-- Opening Marker --
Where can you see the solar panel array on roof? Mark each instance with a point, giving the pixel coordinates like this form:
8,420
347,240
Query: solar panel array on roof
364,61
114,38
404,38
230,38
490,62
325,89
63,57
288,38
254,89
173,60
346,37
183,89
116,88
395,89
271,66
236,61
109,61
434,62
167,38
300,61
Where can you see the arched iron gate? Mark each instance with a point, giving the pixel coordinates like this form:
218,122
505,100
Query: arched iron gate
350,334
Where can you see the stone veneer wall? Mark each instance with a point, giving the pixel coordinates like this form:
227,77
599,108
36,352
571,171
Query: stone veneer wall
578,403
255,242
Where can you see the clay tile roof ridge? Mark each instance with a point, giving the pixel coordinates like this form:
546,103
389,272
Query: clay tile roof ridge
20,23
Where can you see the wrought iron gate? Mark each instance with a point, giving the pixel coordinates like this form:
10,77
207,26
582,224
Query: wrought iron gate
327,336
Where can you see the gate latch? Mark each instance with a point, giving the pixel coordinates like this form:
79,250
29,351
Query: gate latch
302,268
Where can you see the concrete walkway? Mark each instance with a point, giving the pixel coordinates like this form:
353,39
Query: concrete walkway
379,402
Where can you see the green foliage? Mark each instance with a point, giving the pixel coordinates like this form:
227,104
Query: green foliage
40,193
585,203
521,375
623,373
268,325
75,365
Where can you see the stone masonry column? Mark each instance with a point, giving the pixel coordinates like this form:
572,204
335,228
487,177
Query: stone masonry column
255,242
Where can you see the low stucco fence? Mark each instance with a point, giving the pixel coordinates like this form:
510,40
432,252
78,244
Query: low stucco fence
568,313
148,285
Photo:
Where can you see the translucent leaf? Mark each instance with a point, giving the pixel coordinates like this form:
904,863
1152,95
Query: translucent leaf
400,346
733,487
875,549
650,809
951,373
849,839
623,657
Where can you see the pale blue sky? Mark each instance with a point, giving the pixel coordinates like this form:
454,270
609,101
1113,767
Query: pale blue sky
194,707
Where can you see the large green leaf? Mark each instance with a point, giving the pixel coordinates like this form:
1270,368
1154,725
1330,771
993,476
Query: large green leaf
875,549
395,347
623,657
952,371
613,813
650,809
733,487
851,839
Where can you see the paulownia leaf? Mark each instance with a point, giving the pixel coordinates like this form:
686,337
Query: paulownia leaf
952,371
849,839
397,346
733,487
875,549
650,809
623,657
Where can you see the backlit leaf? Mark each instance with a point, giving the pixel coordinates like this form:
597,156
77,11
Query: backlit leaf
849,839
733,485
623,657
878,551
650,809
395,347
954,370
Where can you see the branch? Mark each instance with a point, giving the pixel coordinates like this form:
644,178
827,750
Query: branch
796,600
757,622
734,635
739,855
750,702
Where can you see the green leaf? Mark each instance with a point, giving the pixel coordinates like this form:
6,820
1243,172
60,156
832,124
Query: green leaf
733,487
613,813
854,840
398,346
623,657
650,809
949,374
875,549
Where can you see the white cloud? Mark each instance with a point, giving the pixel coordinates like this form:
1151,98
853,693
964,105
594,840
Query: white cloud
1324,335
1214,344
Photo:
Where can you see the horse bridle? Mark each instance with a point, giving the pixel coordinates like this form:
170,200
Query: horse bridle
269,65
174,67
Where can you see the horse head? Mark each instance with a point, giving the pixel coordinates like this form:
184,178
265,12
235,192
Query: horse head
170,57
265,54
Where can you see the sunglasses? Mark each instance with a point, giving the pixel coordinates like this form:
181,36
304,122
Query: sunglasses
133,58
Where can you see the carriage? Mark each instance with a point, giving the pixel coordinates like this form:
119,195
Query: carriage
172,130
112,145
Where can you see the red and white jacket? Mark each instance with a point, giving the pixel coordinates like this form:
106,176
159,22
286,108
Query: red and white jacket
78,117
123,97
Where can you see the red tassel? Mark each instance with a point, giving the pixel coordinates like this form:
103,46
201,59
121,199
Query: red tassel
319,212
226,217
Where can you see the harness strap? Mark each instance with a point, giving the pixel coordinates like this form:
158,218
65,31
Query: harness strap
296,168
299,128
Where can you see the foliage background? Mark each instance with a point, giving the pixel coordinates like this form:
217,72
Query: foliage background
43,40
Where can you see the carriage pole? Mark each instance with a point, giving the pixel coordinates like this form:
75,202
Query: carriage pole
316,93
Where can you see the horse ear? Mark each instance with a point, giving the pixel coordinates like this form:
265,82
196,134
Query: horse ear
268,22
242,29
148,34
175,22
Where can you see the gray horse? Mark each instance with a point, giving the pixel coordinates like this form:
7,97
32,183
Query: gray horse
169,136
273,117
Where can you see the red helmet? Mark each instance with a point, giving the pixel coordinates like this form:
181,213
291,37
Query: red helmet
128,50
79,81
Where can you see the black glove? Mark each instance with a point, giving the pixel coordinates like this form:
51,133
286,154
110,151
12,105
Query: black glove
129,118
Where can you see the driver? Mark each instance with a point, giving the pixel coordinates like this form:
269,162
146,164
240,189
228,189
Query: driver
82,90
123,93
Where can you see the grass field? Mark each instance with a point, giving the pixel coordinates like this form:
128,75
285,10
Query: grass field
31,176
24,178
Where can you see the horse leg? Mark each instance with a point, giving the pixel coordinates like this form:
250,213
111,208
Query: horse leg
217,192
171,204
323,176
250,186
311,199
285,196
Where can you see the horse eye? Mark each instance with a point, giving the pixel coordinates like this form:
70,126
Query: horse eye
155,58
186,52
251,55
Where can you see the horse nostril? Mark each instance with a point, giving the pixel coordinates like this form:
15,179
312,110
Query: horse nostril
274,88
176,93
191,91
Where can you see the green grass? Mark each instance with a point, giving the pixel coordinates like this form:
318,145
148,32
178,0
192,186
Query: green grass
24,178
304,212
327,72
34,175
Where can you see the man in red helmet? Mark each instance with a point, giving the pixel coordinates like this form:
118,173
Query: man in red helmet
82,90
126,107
-- Closing Marker --
Make an exact copy of all the entries above.

Reply to the task >>
Where can you see the solar panel array on roof? Mark each instance with a point, giving the pixel coordinates like this form:
8,420
347,240
Query: solar panel array on roof
364,61
114,38
404,38
230,38
490,62
325,89
63,57
288,38
254,89
173,60
346,37
183,89
116,88
395,89
271,66
236,61
109,61
434,62
167,38
300,61
Where can you see the arched iron gate? Mark each instance with a point, giving the pixel coordinates like this form:
218,122
505,100
Query: arched iron gate
350,334
Where can you see the stone veneer wall? Mark each instance with a point, giving the pixel coordinates like this form:
227,77
599,108
36,352
571,171
Query: stone veneer wall
578,403
255,242
Where can you see the clay tile roof ridge? Mark each instance with a point, giving the pixel coordinates like this form:
546,103
389,272
Query: clay tile roof ridge
20,23
Where can you see the wrought iron gate? Mark each instance with a point, giving the pixel coordinates like this form:
10,77
207,26
582,224
Query: wrought iron gate
327,336
Where can you see the gate latch? Mark each instance with a point, giving the pixel coordinates like this form:
79,250
29,351
Query: gate latch
302,268
Where can you see the concrete walkway? Mark each instance with a point, giving the pixel coordinates like this form:
353,39
Query: concrete walkway
379,402
Where can you see the green foliage? Mark each instance with a point, giving the pixel coordinates like this form:
227,104
Query: green foliage
40,193
585,203
521,375
623,373
268,325
75,365
Where can you see the stone masonry column? Mark each instance with a point, giving the pixel coordinates like this form:
572,204
335,228
487,177
Query: stone masonry column
255,242
Where can you see the low stucco fence? Mark each instance with a point, giving the pixel coordinates like this form:
510,40
432,252
78,244
Query: low stucco fence
568,313
148,285
Photo:
Where can you see the translucent leaf? Mark each instance with a point, giving the pixel coordinates like this form:
904,863
1152,95
Query: translucent leaf
400,346
733,487
875,549
650,809
951,373
849,839
623,657
Where can you see the pale blue sky? Mark each instance with a point, giving the pixel coordinates like this form:
454,270
609,101
1113,767
Query: pale blue sky
194,707
Where can you see the large green leaf? Mark each instance with a point, giving the pixel coordinates like this form:
1270,368
1154,725
1330,771
993,476
Query: large green leaf
875,549
395,347
623,657
952,371
613,813
650,809
733,487
851,839
Where can you see the paulownia leaf? Mark each instance with a point, giving the pixel coordinates like this form:
686,337
Query: paulownia leaf
952,371
849,839
397,346
733,487
875,549
650,809
623,657
Where can you see the backlit leaf? Mark each instance with a point, giving the pixel coordinates like this form:
597,156
77,11
Query: backlit leaf
849,839
733,485
623,657
878,551
650,809
395,347
954,370
Where can you see the branch? Mark each instance with a point, giving the pixel coordinates like this form:
644,178
827,750
Query: branch
796,600
757,622
734,635
739,855
750,702
Where can you see the green leaf? Mark each instance with a point, giving the pixel coordinates like this form:
6,820
1243,172
60,156
832,124
Query: green leaf
733,487
613,813
854,840
398,346
623,657
650,809
949,374
875,549
Where can you see the white cloud? Mark each instance with a point, giving the pixel coordinates like this form:
1151,98
853,693
964,105
594,840
Query: white cloud
1324,335
1214,344
Photo:
Where can you see the horse bridle? Mark each instance with a point, giving the pixel coordinates like this form:
170,200
Query: horse bridle
269,65
174,67
Where can you see the horse head? Mark each instance with a point, giving the pixel coordinates like this form:
184,178
265,12
235,192
Query: horse head
170,57
265,54
Where can you see the sunglasses? Mark each instance with a point, giving the pixel coordinates like this form:
181,36
304,122
Query: sunglasses
133,58
Where can you see the carriage? Mark each instance with a point, giving the pixel coordinates like this form:
119,195
Query: carriage
172,130
112,145
Where can you see the red and white jacket? Mark each instance with a point, giving the pixel coordinates like this form:
106,176
159,22
286,108
Query: red and white jacket
78,117
123,97
Where can you see the red tassel? Mark each instance with a point, giving the pixel coordinates like this form:
103,46
201,59
121,199
Query: red tassel
319,212
226,217
Where can you see the harness strap? Mark each instance with a point, giving the pixel coordinates like this form:
158,218
65,31
Query: harness strap
296,168
299,128
Where can you see the foliage background? Mark each instance with a point, giving the pixel coordinates like this form:
217,72
Query: foliage background
43,40
Where can you see the carriage pole? Mark each instance with a point, giving the pixel coordinates like this form:
75,202
Query: carriage pole
316,93
Where can you see the horse ear? Mark each instance with a point, giving the pixel coordinates like this form:
265,82
196,134
Query: horse ear
268,22
242,29
148,34
175,22
Where can you see the gray horse? Mark each instance with a point, giving the pixel coordinates like this form:
7,97
32,183
Query: gray horse
169,136
273,117
Where can you see the red helmet? Mark each instance with a point, giving the pixel coordinates like this form:
181,213
291,37
Query: red helmet
128,50
79,81
Where can you see the black glove? Mark each instance with a point, giving the pixel coordinates like this form:
51,133
286,154
110,151
12,105
Query: black glove
129,118
Where can you see the driver? Mark each instance with a point, giving the pixel coordinates like this form:
269,162
146,164
240,189
228,189
Query: driver
82,90
123,93
Where can you see the grass field? Mark each instance with a point, giving the pixel coordinates like this form:
128,75
285,10
Query: grass field
31,176
24,178
Where can you see the horse leg? Mark each instance with a point, giving the pixel coordinates like this form:
250,213
111,208
Query: horse leg
217,192
171,204
323,176
250,186
311,199
285,196
Where can you see the horse eye? Mark each instance with a point, giving the pixel coordinates like this form:
70,126
Query: horse eye
155,58
186,52
251,55
Where can you see the horse nostril? Mark each instance with a point, giving the pixel coordinates like this form:
15,179
312,110
Query: horse nostril
274,88
176,93
191,91
Where can you see the green grass? Mark each instance with a point, giving the pixel coordinates like this form:
318,145
148,32
178,0
192,186
Query: green grass
24,178
304,212
327,72
34,175
Where can you see the man in red helmet? Mark each instance with a point, giving the pixel coordinates like this form:
118,173
Query: man in red helmet
82,90
126,107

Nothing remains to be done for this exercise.